== What is required ==
Reproduce the entries below verbatim, beginning at the line that contains "Formation-chart tagging: label the white rectangular" and continuing through the last line of the entries.

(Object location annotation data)
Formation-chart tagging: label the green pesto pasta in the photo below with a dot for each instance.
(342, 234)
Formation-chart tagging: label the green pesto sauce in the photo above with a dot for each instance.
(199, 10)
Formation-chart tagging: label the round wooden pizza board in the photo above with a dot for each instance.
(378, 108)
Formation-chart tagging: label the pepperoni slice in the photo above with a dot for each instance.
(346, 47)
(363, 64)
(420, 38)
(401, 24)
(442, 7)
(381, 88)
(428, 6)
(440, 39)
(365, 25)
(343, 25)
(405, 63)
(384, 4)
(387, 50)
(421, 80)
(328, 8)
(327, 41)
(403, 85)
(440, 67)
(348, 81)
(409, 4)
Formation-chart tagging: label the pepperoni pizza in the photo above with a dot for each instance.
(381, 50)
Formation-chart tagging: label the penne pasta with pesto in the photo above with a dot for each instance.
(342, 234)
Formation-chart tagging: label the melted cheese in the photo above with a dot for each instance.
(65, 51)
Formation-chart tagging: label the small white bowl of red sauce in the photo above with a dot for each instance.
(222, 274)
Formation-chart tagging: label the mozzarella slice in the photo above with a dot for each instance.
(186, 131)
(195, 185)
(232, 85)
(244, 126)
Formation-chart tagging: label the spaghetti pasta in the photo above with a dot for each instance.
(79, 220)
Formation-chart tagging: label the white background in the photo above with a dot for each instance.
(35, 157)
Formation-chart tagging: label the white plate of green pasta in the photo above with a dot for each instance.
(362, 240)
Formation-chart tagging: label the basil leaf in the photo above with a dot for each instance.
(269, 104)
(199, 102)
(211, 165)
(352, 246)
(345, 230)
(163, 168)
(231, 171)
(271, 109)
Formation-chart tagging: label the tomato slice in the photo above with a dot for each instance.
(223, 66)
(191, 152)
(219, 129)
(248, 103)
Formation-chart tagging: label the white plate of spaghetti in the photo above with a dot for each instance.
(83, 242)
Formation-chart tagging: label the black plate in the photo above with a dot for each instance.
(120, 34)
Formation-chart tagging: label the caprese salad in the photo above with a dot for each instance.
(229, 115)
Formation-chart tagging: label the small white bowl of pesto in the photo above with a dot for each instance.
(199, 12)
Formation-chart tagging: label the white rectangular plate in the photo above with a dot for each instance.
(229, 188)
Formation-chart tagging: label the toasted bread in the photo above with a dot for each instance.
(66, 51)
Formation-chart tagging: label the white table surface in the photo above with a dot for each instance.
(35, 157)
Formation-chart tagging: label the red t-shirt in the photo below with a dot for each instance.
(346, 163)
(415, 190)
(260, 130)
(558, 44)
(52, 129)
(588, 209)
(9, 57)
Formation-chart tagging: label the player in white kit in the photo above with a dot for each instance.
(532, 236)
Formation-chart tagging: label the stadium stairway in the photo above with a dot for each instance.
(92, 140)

== Exercise response ==
Formation-chart tagging: label the white rectangular plate in the photo above with a dot for each instance.
(229, 188)
Formation-chart tagging: label the toasted bread in the photo above with a dot for each instance.
(66, 51)
Formation-chart tagging: label the white table surface in the photo above with a dot for each instance.
(35, 157)
Formation-chart tagging: label the red t-shirt in the photo below with a dot for each instance.
(346, 163)
(415, 190)
(260, 130)
(558, 44)
(52, 129)
(588, 209)
(9, 57)
Formation-chart tagging: label the player in white kit in the photo above with a dot for each instance.
(532, 236)
Formation-chart tagging: label the stadium stairway in the photo above with a dot for each instance.
(92, 140)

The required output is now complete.